== What you should do ==
Carry forward the passage below on behavioral science research in Kenya, starting right after its final sentence.

*** Opening Text block ***

In Kenya, groups like the Busara Center, IPA and Evidence Action conduct behavioral science research, most of it via randomized control trials — science fair projects but scaled-up and rigorous.
For several weeks after performing those sanitation skits in western Kenya, researchers sat by the hand washing stations outside the schools’ bathrooms to monitor how often kids washed their hands and whether they used soap. They compared their behavior to students who hadn’t yet received the intervention and saw the percentage of students washing their hands with soap increased from 0 to 32 percent. Called “Shit & Shake,” the method has been tested in India and endorsed by UNICEF in Malawi. It draws upon our general knowledge that unwashed hands can transmit bacteria that can lead to sickness or disease, but corrects our tendency to forget that while we’re in the bathroom.
In another recent experiment, researchers at the Busara Center selected 220 people from a large Nairobi slum called Kibera to participate in an experiment about haggling. Half, the sellers, were told they could produce a theoretical item for 10 shillings (10 cents) each, but that they could attempt to sell it at any price. The other half, the buyers, weren’t told how much the item was worth. When sellers set their prices too high, buyers bought from other sellers. After a number of rounds of haggling, nearly every seller had decided to sell at the market equilibrium price — 11 shillings.
But when participants were asked to switch roles, the new sellers “set prices optimally from the very first round,” according to the study. The takeaway: Experiencing haggling from the other person’s perspective makes you a better negotiator. In fact, changing roles lowered the price by 4.5 shillings on average — nearly 50 percent of the item’s actual value.
Applied in a country like the United States, such insight might help you buy that laptop on eBay at a lower price. But for low-income families in Kenya who haggle for food, clothing and other items on a daily basis, the discovery could someday be used to significantly reduce their cost of living.
A short walk from the slum in which the studies’ participants were selected, the haggling conundrum becomes visible at Toi Market — a vast expanse of stalls selling mountains of second hand clothes, shoes, hats and more. On a hot afternoon a women’s clothing seller named Nancy Kiguru described her haggling strategy.

*** Closing Text block ***
*** Opening Supplied data ***

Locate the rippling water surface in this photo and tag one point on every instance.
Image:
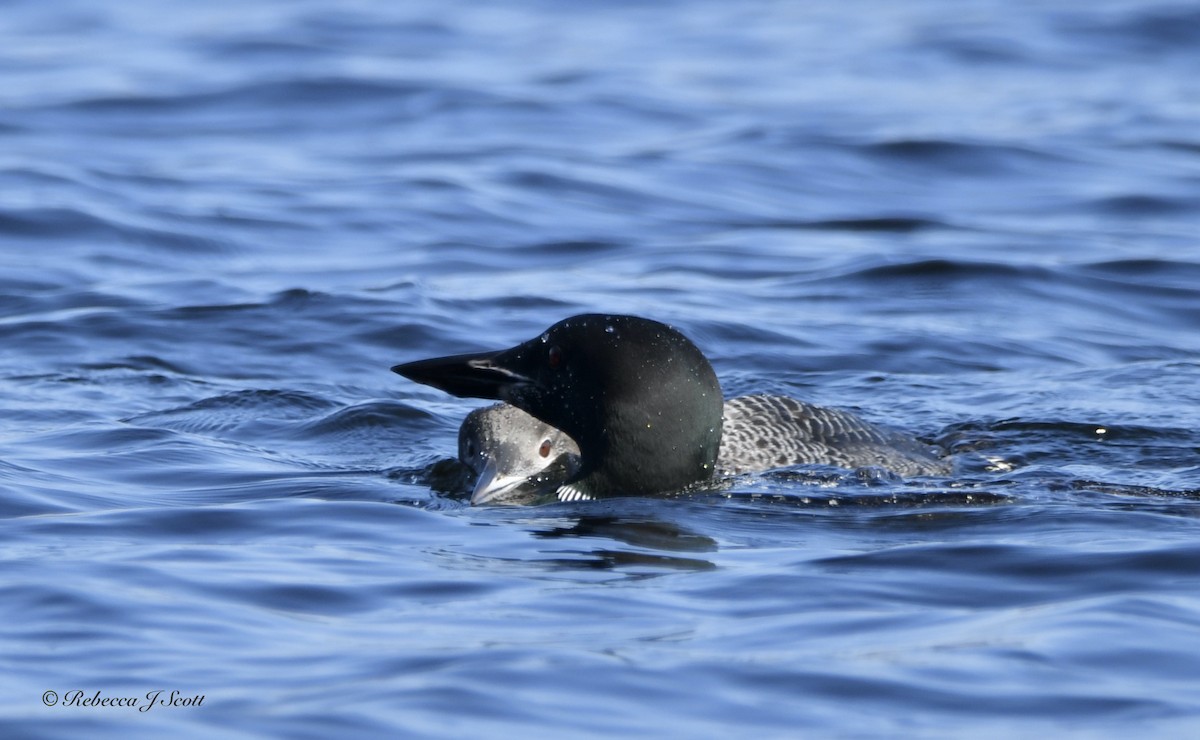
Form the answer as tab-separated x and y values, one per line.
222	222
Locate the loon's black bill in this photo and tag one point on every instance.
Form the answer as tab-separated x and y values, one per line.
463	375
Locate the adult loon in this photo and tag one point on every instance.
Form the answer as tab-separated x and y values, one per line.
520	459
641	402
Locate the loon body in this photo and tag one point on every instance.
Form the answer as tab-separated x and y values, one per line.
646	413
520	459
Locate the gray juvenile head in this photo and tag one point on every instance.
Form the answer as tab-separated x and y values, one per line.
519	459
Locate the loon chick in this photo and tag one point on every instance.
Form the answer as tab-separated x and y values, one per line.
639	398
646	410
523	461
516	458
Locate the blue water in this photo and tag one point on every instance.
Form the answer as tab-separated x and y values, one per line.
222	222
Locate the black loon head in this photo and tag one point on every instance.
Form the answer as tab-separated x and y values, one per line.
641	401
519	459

*** Closing Supplied data ***

== Result of this exercise ==
“I tell them the price and then we start negotiating. If I start very high, the customer will walk away,” says Kiguru. She says less experienced customers sometimes make the mistake of taking her up on her first offer. “Some, you tell them this is 550 (shillings), and they buy for 500. They don’t know!”
Kenya is positioned to be a testing ground for behavioral economics for years to come. GiveDirectly, the cash transfer charity, is currently conducting a 12-year study in which they’re giving hundreds of people a constant, monthly basic income — the first experiment of its kind in the world.
Critics of behavioral science tend to argue that many of these interventions are too small and location-specific for their results to be replicable or useful in other parts of the world. Many behavioral studies merely “confirmed what should have been obvious,” writes the economist Tim Harford. Rather, the challenge lies in putting theory into practice by finding ways to change human behavior on a massive scale.
Other critics worry that behavioral interventions border dangerously on manipulation — that having foreigners nudge Africans seems uncomfortably neocolonial. But similar studies have been done in the West for decades.
“Actively marketing development programs does not mean misleading recipients or presuming that they cannot make good decisions on their own,” write behavioral scientists Dean Karlan and Jacob Appel in their book, “More Than Good Intentions.” “It just means acknowledging that they’re like anyone else: susceptible both to reason and to suggestion.”